→ What the exercise asks
Write out everything in the records from the line containing "of the blue" down to the line containing "column 170, row 234", both ends included, as a numbered list with blank lines dropped. Leave the pictures out of your answer.

++++++++++

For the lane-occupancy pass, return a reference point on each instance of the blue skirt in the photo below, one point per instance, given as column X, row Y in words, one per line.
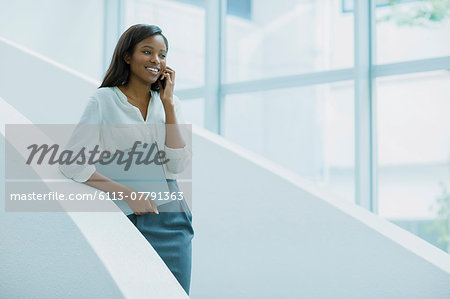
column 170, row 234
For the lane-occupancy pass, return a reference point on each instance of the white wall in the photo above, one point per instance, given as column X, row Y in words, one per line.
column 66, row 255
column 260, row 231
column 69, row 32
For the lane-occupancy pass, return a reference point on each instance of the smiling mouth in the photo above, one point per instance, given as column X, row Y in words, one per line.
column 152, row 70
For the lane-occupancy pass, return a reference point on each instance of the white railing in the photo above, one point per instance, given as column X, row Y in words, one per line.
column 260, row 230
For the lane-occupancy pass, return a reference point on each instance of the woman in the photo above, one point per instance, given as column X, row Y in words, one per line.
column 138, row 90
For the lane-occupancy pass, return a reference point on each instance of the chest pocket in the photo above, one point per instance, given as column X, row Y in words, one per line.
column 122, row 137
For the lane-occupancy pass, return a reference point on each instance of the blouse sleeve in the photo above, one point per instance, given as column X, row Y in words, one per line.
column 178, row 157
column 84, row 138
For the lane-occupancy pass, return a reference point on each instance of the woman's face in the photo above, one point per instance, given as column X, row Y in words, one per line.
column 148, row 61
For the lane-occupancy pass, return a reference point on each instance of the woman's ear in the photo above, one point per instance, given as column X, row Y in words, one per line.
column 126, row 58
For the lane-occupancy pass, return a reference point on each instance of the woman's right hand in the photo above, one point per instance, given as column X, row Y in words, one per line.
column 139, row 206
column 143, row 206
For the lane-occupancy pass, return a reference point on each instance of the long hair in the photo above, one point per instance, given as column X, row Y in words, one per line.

++++++++++

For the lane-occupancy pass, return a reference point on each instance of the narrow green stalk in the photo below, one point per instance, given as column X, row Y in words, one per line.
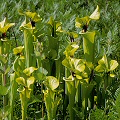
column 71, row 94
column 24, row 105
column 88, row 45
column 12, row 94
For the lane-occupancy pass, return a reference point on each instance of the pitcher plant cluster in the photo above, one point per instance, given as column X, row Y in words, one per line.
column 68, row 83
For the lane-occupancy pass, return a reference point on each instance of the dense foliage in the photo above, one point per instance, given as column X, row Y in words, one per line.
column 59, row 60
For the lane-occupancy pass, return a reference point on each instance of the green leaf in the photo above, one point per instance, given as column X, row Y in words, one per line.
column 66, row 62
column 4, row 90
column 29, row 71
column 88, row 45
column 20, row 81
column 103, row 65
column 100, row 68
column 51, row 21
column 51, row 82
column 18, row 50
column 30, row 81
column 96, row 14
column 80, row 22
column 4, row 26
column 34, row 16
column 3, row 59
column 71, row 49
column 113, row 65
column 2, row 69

++++++++++

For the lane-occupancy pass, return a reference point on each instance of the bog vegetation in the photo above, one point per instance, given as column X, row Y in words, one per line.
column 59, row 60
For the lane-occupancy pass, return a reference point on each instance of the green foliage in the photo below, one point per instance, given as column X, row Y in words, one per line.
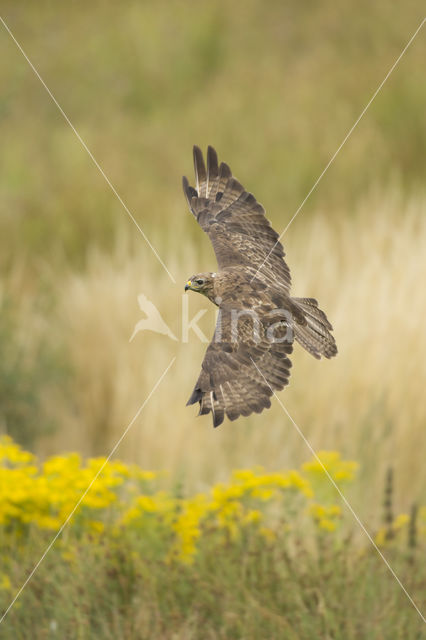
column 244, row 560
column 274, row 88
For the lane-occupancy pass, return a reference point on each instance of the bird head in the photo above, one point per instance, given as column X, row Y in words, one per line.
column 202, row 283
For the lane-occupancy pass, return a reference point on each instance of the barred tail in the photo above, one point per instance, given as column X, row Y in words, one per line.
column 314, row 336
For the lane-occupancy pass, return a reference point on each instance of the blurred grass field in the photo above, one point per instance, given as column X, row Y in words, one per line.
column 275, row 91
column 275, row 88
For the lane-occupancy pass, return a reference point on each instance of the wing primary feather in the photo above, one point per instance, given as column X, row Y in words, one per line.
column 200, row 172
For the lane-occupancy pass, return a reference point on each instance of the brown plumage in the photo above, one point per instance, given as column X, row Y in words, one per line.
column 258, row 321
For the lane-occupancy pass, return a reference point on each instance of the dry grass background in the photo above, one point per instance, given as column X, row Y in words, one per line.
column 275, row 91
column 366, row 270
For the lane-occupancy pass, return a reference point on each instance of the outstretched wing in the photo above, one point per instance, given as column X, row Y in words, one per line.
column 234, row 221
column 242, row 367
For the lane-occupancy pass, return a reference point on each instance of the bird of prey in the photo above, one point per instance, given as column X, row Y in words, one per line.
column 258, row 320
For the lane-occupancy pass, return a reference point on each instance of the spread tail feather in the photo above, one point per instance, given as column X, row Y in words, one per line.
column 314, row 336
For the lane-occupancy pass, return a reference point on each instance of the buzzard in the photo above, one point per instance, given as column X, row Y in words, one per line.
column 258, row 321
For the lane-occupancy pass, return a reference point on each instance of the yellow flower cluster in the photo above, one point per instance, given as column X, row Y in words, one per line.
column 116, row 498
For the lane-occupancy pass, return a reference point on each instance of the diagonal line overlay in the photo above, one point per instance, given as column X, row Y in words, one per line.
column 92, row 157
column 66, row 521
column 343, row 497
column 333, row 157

++++++++++

→ Problem solution
1. For the lane-occupancy pass, return a reference point on each instance of the blue skirt in the photo below, one point per instance, given as column X, row Y in words, one per line.
2. column 170, row 234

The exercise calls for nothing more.